READING PASSAGE Block Start

# UK Resident!! Any advice you can spare on Cashless Toll system.



## michpich35 (Sep 24, 2011)

Hi Everyone

**Background Story**
I will be in Florida for 19days this Decemeber. Arriving @ MIA, staying in FortLauderdale for 1 week (probably just driving around locally, maybe driving back into Miami sometimes. Then we will be driving down to Orlando (Florida Turnpike & I-95) for 1week, possibly driving into Tampa for a day. Then we drive back down to Fort Lauderdale for 4days. I have been doing my research and have come across the new 'Cashless Tolls' system, this was not thier when I came in 2009!!

I have read about people getting big fines for not having a sunpass - as a tourist to the USA how do I go about avoiding this.....I have read about something called a transponder, but its all abit confusing  - can someone give me any information on what I have to do.

PS Haven't sorted a vehicle  yet, the prices are ridicoulous  but I know I have to get onto this really quickly.

Thanks in advance

Michpich


----------



## Big Matt (Sep 24, 2011)

Many of the rental car agencies will sell a cashless toll option wither the rental agreement.  It is just a small receiver that sticks to the windshield or another part of the car.  Just call a couple of the major companies and they can give you pricing.


----------



## theo (Sep 24, 2011)

*SunPass / EZPass question...*



Big Matt said:


> ...just a small receiver that sticks to the windshield or another part of the car.



Throughout multiple northeastern U.S. states, there is a shared system (called EZ Pass) in which a single transponder is recognized (and billed to a single account), regardless of the individual state in which used.

READING PASSAGE Block End
RECORDED DATA Block Start

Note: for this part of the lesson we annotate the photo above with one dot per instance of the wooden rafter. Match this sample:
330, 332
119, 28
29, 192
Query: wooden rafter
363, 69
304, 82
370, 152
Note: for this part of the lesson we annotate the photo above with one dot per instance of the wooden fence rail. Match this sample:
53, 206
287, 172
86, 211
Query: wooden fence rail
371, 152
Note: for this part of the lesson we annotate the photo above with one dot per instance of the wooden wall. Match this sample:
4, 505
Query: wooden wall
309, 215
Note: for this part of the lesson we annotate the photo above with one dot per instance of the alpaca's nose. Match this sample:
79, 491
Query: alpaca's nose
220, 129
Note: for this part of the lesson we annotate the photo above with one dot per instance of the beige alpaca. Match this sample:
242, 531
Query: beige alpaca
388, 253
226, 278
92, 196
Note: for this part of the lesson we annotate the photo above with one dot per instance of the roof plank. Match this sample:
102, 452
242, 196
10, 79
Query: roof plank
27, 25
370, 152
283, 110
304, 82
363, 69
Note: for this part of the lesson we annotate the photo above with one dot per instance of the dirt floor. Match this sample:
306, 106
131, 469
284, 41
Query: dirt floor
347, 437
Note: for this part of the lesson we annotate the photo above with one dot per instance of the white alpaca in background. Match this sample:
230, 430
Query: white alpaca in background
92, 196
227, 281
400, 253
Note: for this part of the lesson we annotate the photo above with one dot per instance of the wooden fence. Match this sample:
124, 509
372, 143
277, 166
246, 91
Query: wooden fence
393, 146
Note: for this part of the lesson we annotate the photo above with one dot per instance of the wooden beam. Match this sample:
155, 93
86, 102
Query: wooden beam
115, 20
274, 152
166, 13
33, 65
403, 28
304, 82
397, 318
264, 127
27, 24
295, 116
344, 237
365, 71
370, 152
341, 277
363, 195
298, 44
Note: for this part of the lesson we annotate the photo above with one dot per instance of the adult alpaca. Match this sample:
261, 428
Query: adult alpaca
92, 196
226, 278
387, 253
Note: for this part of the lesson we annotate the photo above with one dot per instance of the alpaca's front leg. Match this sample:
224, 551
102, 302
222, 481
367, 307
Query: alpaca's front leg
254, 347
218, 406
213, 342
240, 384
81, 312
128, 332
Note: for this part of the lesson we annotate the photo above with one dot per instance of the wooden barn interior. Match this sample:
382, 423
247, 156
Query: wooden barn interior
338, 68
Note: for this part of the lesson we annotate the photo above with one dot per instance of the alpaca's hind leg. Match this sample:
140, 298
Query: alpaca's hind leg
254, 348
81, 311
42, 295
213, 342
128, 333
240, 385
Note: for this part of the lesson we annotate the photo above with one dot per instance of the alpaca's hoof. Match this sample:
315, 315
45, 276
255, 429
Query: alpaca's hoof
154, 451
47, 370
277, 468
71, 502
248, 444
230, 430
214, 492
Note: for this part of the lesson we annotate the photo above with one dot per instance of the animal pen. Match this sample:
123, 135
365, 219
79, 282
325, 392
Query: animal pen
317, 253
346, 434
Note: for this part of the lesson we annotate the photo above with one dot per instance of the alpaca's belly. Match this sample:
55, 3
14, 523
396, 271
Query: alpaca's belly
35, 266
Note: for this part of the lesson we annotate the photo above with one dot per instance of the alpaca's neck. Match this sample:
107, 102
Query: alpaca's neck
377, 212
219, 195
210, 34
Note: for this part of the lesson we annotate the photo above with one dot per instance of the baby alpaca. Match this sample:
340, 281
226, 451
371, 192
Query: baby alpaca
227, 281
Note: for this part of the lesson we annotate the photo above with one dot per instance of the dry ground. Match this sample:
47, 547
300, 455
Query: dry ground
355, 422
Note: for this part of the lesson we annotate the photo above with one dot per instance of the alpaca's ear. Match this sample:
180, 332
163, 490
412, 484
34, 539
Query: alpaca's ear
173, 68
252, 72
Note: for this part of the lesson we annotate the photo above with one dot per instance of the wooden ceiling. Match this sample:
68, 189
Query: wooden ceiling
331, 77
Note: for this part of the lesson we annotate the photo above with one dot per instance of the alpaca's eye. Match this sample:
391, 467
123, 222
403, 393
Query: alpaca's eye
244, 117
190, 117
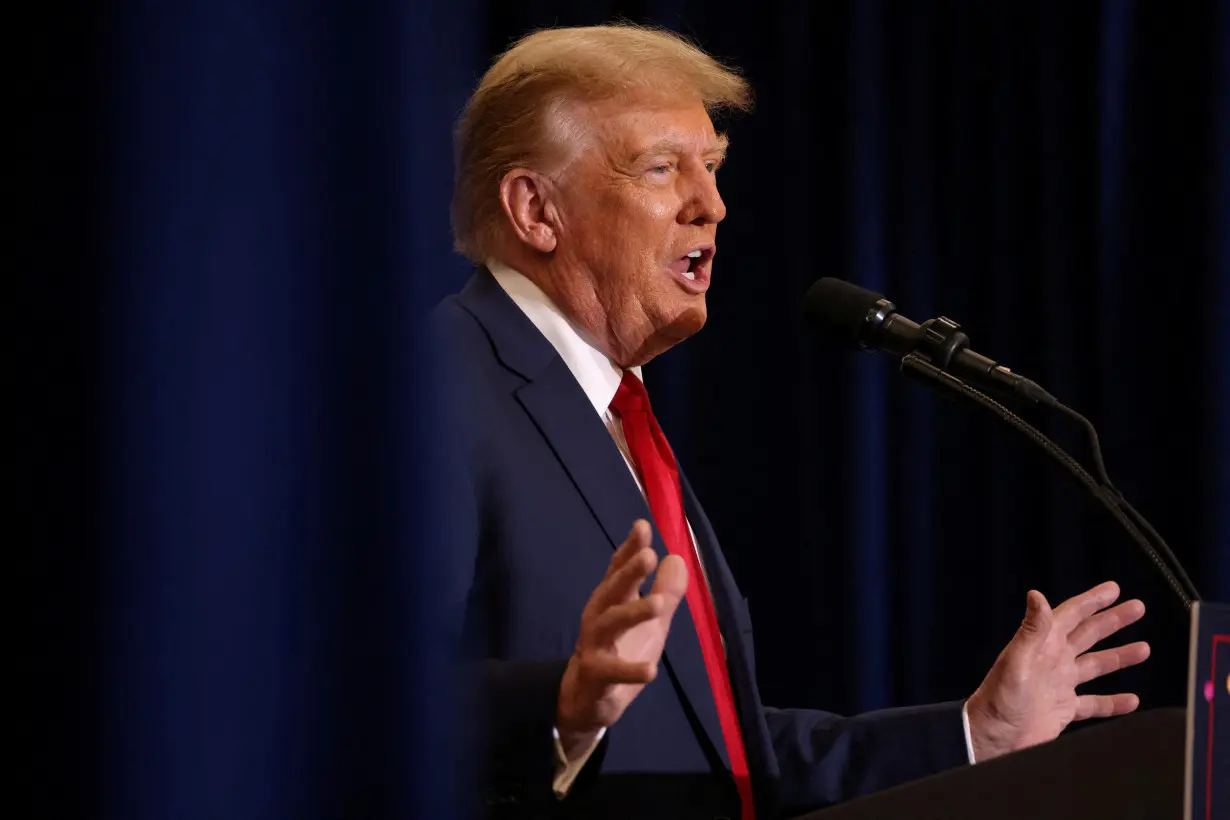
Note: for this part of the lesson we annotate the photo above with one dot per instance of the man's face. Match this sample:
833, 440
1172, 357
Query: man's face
638, 212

RECORDED DATA Block End

[APPLY WHAT YOU READ]:
#1 In the forum thread on Florida's cashless tolls, rewrite the paragraph beginning "Many of the rental car agencies" as a short bulleted list that keeps its main facts.
#2 Copy the stretch of the forum thread on Florida's cashless tolls from "Many of the" through "give you pricing.", word for word.

[LIST OF SOLUTIONS]:
#1
- Many rental car agencies sell a cashless toll option with the rental agreement.
- The option is a small receiver stuck to the windshield or another part of the car.
- Calling a couple of the major companies will get you pricing.

#2
Many of the rental car agencies will sell a cashless toll option wither the rental agreement.  It is just a small receiver that sticks to the windshield or another part of the car.  Just call a couple of the major companies and they can give you pricing.